Saved entries:
## start

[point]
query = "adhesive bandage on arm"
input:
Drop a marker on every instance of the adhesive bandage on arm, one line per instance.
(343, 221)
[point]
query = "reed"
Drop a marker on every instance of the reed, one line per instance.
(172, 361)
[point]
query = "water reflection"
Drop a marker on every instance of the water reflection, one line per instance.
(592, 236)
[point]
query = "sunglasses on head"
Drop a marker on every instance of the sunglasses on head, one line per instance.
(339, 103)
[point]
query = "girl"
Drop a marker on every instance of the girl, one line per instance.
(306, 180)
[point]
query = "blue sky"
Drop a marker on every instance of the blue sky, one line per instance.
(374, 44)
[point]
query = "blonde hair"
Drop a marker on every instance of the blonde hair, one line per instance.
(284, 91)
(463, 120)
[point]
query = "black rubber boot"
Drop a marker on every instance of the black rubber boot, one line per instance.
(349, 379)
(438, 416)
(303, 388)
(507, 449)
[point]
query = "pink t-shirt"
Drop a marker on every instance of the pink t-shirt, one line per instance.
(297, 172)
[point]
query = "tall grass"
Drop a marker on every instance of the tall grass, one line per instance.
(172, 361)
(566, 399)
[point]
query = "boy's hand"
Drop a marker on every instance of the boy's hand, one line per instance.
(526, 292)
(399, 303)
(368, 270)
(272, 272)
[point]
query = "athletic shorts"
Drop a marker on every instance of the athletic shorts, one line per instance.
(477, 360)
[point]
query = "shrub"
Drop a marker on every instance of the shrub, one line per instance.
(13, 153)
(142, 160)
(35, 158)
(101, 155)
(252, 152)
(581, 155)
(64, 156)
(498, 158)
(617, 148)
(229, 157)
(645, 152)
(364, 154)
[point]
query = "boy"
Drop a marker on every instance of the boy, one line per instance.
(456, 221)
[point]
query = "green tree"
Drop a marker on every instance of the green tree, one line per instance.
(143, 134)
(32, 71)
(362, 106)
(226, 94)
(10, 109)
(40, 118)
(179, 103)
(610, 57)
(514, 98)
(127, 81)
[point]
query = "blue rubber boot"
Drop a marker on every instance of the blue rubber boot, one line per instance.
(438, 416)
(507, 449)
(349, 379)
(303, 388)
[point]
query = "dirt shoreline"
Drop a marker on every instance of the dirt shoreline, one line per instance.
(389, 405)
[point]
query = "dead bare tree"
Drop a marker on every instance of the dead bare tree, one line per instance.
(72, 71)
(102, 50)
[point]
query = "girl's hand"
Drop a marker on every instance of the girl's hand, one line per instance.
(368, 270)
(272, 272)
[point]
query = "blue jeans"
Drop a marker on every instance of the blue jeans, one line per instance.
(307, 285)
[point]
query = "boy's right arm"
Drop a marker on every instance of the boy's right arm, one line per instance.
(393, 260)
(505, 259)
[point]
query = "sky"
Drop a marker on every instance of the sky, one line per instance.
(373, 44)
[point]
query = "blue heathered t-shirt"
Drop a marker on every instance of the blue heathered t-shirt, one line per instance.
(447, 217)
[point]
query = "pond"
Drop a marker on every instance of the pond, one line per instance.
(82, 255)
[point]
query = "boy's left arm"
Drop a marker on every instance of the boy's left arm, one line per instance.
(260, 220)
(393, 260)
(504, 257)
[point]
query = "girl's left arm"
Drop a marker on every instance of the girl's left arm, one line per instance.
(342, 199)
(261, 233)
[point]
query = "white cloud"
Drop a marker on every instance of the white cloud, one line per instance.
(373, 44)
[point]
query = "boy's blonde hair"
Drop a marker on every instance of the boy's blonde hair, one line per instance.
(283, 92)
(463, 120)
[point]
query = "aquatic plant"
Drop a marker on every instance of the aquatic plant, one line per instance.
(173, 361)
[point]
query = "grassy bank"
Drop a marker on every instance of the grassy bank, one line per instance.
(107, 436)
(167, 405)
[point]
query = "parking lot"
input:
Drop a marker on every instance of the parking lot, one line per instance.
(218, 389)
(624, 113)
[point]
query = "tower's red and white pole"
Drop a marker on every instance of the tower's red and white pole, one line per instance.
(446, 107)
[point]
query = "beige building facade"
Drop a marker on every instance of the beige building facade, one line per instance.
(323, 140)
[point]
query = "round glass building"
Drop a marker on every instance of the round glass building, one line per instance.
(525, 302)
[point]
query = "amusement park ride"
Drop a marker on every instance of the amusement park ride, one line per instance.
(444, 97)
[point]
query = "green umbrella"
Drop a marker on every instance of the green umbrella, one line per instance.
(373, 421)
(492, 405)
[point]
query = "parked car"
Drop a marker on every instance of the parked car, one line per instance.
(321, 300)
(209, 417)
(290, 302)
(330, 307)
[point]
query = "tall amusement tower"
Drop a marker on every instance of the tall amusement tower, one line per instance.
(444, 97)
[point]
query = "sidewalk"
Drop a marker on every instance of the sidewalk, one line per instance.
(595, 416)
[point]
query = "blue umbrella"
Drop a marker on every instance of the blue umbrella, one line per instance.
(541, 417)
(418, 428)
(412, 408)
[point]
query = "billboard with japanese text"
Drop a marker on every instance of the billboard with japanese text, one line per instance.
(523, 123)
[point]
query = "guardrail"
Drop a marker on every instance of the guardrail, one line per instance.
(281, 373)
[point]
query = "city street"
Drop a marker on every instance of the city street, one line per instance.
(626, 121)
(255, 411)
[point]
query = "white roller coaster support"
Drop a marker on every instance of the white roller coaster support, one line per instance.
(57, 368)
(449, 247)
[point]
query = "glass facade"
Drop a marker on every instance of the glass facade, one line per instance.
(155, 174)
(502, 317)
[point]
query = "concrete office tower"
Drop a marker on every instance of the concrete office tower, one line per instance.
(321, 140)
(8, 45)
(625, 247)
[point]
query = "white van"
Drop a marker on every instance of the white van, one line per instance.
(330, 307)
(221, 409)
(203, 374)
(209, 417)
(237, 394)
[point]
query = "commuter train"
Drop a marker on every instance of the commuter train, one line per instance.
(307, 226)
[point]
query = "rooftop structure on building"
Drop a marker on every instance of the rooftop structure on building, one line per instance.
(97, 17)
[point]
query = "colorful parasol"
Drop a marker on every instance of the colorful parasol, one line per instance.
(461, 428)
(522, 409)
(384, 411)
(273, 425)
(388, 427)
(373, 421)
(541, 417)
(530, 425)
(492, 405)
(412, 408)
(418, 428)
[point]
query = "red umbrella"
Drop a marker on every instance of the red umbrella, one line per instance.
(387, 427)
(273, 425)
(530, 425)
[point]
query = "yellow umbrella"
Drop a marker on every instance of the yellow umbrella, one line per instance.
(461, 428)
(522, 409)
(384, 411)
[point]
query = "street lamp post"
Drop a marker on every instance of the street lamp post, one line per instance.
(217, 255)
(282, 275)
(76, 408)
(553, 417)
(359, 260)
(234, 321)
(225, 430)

## end
## start

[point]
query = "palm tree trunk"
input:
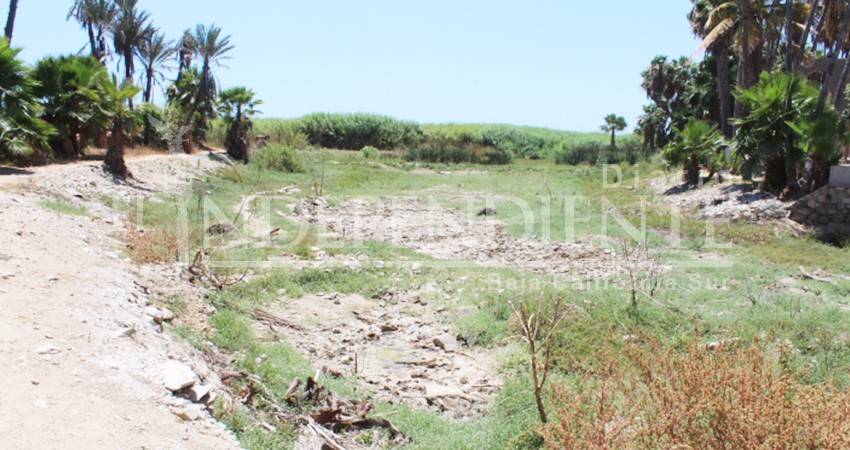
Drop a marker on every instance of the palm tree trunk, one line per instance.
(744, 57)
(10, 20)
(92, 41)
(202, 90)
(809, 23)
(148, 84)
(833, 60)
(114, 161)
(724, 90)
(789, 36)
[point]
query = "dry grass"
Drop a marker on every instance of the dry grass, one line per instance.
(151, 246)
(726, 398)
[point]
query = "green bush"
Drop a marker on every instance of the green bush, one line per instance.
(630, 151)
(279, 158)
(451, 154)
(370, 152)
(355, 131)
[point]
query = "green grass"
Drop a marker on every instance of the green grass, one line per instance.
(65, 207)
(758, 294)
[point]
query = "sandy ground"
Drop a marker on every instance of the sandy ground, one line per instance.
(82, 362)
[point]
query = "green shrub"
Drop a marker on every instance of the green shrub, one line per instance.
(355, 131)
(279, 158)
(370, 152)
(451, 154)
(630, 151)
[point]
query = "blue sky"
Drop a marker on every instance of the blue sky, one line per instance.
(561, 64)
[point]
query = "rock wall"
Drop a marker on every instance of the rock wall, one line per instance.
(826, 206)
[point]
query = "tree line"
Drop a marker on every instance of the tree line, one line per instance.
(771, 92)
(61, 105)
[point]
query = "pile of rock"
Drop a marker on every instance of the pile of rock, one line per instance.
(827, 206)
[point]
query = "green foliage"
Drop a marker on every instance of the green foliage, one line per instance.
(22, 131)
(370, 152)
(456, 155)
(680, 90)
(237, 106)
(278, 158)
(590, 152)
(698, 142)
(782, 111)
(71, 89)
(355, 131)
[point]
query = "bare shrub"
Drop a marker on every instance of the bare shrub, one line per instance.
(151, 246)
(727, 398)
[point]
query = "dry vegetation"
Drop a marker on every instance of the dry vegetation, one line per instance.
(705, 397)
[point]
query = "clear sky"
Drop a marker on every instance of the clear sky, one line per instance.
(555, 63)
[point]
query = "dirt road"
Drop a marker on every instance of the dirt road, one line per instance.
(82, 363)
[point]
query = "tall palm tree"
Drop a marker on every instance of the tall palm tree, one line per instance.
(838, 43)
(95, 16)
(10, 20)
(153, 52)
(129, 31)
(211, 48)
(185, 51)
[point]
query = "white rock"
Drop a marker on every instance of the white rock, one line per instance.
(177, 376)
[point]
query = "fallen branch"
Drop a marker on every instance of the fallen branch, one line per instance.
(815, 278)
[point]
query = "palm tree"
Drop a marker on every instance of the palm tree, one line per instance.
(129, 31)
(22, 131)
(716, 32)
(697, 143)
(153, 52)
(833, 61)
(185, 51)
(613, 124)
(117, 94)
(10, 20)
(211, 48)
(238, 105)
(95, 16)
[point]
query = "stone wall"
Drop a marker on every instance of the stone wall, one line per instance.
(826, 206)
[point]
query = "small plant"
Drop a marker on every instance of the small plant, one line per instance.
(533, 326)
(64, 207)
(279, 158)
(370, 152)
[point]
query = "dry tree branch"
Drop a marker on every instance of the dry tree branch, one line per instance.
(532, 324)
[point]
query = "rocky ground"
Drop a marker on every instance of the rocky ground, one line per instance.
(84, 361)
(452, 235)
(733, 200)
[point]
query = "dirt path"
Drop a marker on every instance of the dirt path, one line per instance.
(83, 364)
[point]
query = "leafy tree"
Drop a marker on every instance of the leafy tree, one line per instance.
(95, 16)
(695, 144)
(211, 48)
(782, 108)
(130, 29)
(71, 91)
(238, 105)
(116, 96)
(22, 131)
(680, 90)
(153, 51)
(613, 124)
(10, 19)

## end

◆ **Aim**
Tally the lines in the records above that contain the string "sandy". Give only the number.

◆ **Correct output**
2